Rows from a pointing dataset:
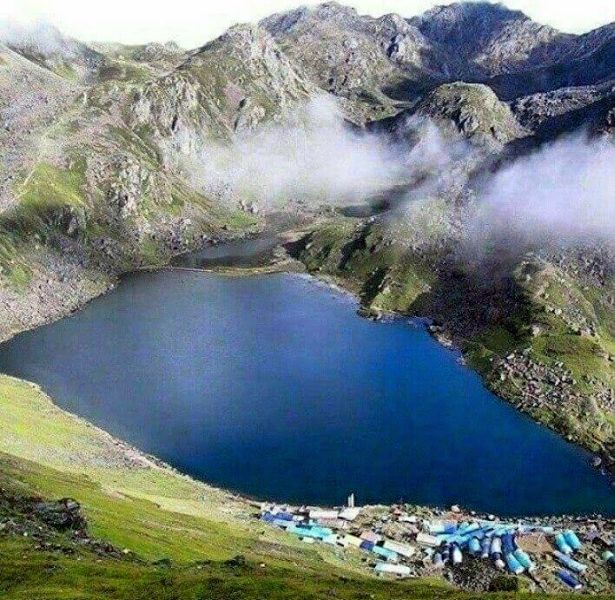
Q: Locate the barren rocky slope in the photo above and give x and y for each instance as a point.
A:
(98, 147)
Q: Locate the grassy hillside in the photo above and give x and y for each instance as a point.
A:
(173, 537)
(539, 329)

WRITTEN INSTRUCTION: Copy the records above word for word, leaving out the pictures.

REPLY TO THE EXERCISE:
Q: Locate the barren rocky slope in the photo above and give x and y for each instance as a point.
A:
(98, 147)
Q: Locate the grassy hillside in the photo above and give x and y for each instance as a point.
A:
(173, 537)
(539, 329)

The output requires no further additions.